Excerpted data:

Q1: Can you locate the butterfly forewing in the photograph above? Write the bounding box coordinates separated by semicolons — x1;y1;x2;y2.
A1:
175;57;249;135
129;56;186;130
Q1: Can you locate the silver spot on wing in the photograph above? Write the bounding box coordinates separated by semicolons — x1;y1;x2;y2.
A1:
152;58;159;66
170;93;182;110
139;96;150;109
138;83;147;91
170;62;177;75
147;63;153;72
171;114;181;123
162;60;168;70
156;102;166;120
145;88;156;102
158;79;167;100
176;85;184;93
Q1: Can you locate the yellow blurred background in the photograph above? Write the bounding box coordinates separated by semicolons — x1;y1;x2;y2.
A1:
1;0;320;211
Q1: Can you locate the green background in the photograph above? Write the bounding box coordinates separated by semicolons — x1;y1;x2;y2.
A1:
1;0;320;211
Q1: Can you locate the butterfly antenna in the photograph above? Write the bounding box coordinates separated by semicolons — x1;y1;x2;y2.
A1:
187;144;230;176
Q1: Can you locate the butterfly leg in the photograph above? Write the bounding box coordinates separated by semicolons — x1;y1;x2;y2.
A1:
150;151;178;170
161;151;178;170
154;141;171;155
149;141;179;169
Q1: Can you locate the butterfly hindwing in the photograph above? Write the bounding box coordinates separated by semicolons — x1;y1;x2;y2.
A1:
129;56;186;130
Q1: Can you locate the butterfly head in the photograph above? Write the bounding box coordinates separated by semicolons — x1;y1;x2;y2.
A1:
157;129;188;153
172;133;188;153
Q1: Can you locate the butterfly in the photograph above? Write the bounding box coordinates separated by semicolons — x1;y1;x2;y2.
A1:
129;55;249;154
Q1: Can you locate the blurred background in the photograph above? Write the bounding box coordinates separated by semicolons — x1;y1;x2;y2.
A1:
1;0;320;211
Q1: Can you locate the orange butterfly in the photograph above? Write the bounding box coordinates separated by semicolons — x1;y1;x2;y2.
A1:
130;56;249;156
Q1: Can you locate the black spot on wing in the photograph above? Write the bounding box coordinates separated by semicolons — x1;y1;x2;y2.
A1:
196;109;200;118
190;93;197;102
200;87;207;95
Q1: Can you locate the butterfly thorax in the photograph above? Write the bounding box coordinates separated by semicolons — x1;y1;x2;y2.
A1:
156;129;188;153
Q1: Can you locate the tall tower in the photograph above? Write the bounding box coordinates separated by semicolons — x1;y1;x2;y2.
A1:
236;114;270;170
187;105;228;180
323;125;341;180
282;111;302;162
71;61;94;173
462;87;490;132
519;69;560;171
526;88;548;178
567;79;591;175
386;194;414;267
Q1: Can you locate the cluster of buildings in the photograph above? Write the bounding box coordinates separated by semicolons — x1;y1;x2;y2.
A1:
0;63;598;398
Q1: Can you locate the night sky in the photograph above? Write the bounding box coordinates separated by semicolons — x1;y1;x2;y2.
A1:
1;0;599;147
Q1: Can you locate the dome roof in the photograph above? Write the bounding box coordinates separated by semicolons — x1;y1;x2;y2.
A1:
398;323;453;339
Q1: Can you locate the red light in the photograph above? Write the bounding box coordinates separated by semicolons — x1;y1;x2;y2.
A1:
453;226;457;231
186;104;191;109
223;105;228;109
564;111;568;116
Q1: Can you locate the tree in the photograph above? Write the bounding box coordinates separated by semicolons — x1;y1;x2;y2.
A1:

To do: Copy out, exactly and alone, the lines of the entries above between the ones holding "Q1: Can you locate the butterfly leg" and "Q1: Can you locate the tall", inclusive.

Answer space:
Q1: Can you locate the butterfly leg in the photograph above? Write the bounding box coordinates separated by semicolons — x1;y1;x2;y2.
A1:
150;151;178;170
161;151;178;170
154;141;171;155
149;141;179;169
Q1: Can you locate the butterfly hindwing in the photograph above? Write the bounding box coordinates separated by semicolons — x1;y1;x2;y2.
A1:
129;56;186;130
Q1: Can you locate the butterfly head in the photograph above? Write the bounding box coordinates separated by semicolons — x1;y1;x2;y2.
A1:
157;129;188;153
172;133;188;153
Q1: Can you locate the butterfly in the photograph above? Write the bounding box coordinates separated by semicolons — x1;y1;x2;y2.
A1:
129;55;249;154
Q1: Can you locate the blurred background in the photograph above? Write the bounding box coordinates separated by semicolons — x1;y1;x2;y2.
A1:
1;0;320;211
Q1: Can you locate the orange butterfly in the photograph above? Write the bounding box coordinates separated by semicolons — x1;y1;x2;y2.
A1:
130;56;249;156
Q1: Can you locate the black spot on wing in the photograph above? Write the bounding box coordinates separated by semicolons — x1;y1;x2;y2.
A1:
196;109;200;118
190;93;197;102
200;87;207;95
Q1: Can you locate the butterfly thorax in the photograph above? Write the bounding box coordinates separated by semicolons — x1;y1;x2;y2.
A1:
156;129;188;153
Q1: Can you locate the tall tower in the photograph above? Write the bounding box coordinates separated by semicolons — x1;y1;x2;y2.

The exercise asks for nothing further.